Il n’est pas rare d’entendre des critiques plutôt catégoriques dans les milieux libertaires à l’égard des « hiérarchies », « directions », « appareils » et « bureaucrates syndicaux ». S’appuyant souvent sur des pratiques observées, elles ont, à mon sens, tendance à être exprimées de façon généralisées et sans nuance, à partir de concepts manquant souvent de définition et précision avant leur utilisation. Il nous a semblé en conséquence intéressant d’essayer d’approfondir quelques-uns de ces arguments, car nous ne les estimons pas toujours justifiés.
« Des permanents, dirigeants syndicaux et militants politiques qui s’en mettent plein les poches »

[Entrées d'un jeu de données d'annotation]
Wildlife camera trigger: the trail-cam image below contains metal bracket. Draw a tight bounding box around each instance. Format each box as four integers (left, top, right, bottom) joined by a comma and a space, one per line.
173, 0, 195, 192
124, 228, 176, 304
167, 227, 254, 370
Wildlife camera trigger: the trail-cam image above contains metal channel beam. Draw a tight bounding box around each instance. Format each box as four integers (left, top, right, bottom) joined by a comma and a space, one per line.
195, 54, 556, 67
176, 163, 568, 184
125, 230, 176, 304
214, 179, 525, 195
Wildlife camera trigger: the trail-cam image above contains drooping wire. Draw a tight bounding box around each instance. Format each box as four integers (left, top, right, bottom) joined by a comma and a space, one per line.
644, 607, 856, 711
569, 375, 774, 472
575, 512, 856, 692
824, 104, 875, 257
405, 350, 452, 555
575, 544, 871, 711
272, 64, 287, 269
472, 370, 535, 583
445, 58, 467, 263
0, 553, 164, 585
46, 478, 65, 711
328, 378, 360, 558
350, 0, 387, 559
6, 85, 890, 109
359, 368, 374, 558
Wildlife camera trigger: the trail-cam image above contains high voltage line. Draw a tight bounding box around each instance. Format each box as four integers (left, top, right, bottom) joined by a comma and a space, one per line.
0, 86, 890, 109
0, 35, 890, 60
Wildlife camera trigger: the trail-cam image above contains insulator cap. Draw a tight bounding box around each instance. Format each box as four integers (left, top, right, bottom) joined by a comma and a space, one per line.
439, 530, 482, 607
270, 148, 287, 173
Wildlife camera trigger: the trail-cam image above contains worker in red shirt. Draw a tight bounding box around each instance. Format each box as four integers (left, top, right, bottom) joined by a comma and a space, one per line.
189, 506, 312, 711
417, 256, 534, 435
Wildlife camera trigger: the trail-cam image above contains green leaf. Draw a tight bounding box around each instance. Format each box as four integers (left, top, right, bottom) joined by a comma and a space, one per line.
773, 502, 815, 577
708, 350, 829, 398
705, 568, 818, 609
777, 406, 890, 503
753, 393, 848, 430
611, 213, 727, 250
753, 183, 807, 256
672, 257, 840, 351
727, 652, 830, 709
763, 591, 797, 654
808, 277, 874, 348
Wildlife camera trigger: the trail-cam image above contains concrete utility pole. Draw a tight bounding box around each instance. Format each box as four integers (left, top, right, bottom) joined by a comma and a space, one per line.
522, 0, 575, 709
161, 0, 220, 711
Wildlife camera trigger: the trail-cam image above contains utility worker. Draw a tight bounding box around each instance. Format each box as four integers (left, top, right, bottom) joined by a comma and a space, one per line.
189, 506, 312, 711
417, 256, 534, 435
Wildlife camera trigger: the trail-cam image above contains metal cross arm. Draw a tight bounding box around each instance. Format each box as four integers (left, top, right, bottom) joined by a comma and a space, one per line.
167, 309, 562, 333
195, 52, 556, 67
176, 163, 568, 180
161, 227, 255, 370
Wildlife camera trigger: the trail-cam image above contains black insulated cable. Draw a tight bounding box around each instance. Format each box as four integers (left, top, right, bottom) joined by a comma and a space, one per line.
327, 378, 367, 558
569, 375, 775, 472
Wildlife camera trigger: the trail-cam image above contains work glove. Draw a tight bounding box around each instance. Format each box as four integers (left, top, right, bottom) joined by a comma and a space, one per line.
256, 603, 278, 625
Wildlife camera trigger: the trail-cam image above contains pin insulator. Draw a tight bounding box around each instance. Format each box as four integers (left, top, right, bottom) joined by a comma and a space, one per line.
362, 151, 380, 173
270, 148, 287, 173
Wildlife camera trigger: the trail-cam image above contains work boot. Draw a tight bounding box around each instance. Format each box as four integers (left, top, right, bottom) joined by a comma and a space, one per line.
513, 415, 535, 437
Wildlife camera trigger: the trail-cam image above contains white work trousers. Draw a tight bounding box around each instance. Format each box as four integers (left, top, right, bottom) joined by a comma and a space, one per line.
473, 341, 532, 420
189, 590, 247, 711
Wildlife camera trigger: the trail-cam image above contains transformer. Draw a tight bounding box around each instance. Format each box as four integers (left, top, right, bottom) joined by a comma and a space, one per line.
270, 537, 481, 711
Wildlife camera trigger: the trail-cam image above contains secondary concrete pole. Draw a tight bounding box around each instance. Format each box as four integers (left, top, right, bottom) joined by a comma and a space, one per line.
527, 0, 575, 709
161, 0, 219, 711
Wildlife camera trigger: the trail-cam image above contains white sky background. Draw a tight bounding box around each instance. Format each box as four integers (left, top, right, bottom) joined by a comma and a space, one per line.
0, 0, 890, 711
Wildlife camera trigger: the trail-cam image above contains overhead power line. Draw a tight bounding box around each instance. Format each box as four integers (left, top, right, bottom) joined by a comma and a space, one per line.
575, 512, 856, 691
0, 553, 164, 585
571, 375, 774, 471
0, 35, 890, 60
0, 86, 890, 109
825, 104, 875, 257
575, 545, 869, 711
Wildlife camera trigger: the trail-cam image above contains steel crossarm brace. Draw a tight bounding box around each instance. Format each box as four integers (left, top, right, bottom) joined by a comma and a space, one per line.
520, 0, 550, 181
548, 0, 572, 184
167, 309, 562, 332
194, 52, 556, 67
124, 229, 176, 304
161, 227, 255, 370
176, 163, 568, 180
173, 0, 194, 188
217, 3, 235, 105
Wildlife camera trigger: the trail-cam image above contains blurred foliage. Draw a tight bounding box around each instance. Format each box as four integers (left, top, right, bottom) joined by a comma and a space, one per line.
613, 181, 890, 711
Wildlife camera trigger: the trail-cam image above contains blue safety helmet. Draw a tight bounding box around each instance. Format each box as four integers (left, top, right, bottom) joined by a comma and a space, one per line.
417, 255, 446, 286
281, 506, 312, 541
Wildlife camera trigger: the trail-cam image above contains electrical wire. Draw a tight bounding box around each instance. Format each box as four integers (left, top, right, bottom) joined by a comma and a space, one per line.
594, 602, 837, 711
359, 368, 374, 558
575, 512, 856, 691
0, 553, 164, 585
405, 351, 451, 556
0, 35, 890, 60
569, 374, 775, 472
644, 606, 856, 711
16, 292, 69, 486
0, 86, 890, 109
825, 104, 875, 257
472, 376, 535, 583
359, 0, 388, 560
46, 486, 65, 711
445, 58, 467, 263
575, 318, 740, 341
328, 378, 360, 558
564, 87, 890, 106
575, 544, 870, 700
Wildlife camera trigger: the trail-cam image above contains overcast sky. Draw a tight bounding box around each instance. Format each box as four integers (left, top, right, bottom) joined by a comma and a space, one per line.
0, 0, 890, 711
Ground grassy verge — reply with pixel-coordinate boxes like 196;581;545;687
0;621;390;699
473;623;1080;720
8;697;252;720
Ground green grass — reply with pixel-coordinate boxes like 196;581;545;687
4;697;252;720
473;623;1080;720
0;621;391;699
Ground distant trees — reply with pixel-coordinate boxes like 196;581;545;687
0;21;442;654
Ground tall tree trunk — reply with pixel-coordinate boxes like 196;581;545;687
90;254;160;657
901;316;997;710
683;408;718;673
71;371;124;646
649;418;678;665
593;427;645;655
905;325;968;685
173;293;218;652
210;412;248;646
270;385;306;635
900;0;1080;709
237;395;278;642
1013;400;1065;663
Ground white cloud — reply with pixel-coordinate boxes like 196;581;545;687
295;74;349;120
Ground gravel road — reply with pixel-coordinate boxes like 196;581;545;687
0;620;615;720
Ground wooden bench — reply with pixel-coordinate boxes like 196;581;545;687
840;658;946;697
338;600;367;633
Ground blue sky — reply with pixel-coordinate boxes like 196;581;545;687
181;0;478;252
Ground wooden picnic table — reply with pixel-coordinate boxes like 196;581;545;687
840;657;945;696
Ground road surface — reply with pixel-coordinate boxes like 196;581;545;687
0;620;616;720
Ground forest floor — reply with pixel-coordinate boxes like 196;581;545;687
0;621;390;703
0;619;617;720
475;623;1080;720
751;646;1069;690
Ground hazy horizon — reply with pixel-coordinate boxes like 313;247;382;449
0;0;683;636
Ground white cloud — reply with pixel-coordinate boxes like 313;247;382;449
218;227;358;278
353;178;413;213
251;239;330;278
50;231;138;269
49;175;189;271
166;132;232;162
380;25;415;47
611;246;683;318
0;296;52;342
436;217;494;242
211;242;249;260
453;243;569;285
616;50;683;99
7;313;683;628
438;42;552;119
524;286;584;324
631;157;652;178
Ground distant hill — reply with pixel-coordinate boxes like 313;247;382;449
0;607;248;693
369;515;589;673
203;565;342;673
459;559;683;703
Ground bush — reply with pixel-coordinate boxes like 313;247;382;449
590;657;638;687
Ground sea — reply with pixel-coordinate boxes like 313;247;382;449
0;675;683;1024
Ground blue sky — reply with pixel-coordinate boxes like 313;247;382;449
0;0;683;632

Consignes →
a) Recopiez mot pour mot le passage du texte sur les critiques libertaires des hiérarchies syndicales qui s'ouvre sur les mots « Il n’est pas » et se referme sur « pas toujours justifiés. ».
b) Citez à l'identique les lignes des enregistrements qui vont de celle contenant « cloud — reply with pixel-coordinate boxes like 313;247;382;449 » jusqu'à la fin des enregistrements, les deux bornes comprises.
Le texte et les enregistrements constituent deux ensembles distincts.

Solutions par tâche →
a)
Il n’est pas rare d’entendre des critiques plutôt catégoriques dans les milieux libertaires à l’égard des « hiérarchies », « directions », « appareils » et « bureaucrates syndicaux ». S’appuyant souvent sur des pratiques observées, elles ont, à mon sens, tendance à être exprimées de façon généralisées et sans nuance, à partir de concepts manquant souvent de définition et précision avant leur utilisation. Il nous a semblé en conséquence intéressant d’essayer d’approfondir quelques-uns de ces arguments, car nous ne les estimons pas toujours justifiés.

b)
Ground white cloud — reply with pixel-coordinate boxes like 313;247;382;449
218;227;358;278
353;178;413;213
251;239;330;278
50;231;138;269
49;175;189;271
166;132;232;162
380;25;415;47
611;246;683;318
0;296;52;342
436;217;494;242
211;242;249;260
453;243;569;285
616;50;683;99
7;313;683;628
438;42;552;119
524;286;584;324
631;157;652;178
Ground distant hill — reply with pixel-coordinate boxes like 313;247;382;449
0;607;248;693
369;515;589;673
203;565;342;673
459;559;683;703
Ground bush — reply with pixel-coordinate boxes like 313;247;382;449
590;657;638;687
Ground sea — reply with pixel-coordinate boxes like 313;247;382;449
0;675;683;1024
Ground blue sky — reply with pixel-coordinate boxes like 313;247;382;449
0;0;683;632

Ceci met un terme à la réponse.